The voting classifier often achieves higher accuracy than the best classifier in the ensemble. Even if each classifier is a **weak learner** (only slightly better than random guessing), the ensemble can be a **strong learner** (achieving high accuracy), provided there are sufficient weak learners that are sufficiently diverse.

**The Law of Large Numbers**   
Consider a biased coin with 51% chance of heads and 49% chance of tails. After 1,000 tosses, you'll get approximately 510 heads and 490 tails, with about 75% probability of obtaining a majority of heads. With 10,000 tosses, this probability climbs over 97%. This is due to the **law of large numbers**: as tosses increase, the ratio of heads approaches the true probability (51%). 

**Figure 7-3. The law of large numbers**   
![Figure7-3.jpg](./07.Chapter-07/Figure7-3.jpg) 

Similarly, an ensemble with 1,000 classifiers individually correct 51% of the time can achieve up to 75% accuracy. However, this assumes perfect independence with uncorrelated errors. Ensemble methods work best when predictors are as independent as possible. One way to get diverse classifiers is to train them using very different algorithms.

**TASK TO CARRY OUT:**
According to the excerpt on voting classifiers, how likely is a majority of heads after 10,000 tosses of the biased coin?

**RECORDED DATA:**
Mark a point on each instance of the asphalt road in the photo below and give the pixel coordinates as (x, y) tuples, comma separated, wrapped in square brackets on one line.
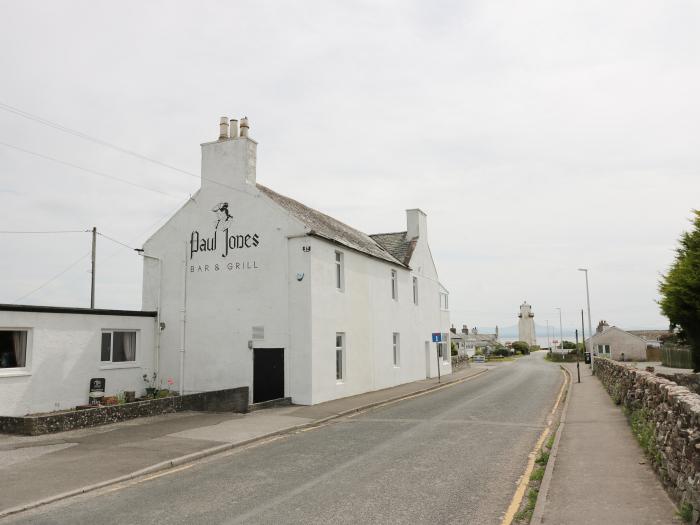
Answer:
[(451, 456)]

**REPLY:**
Over 97%.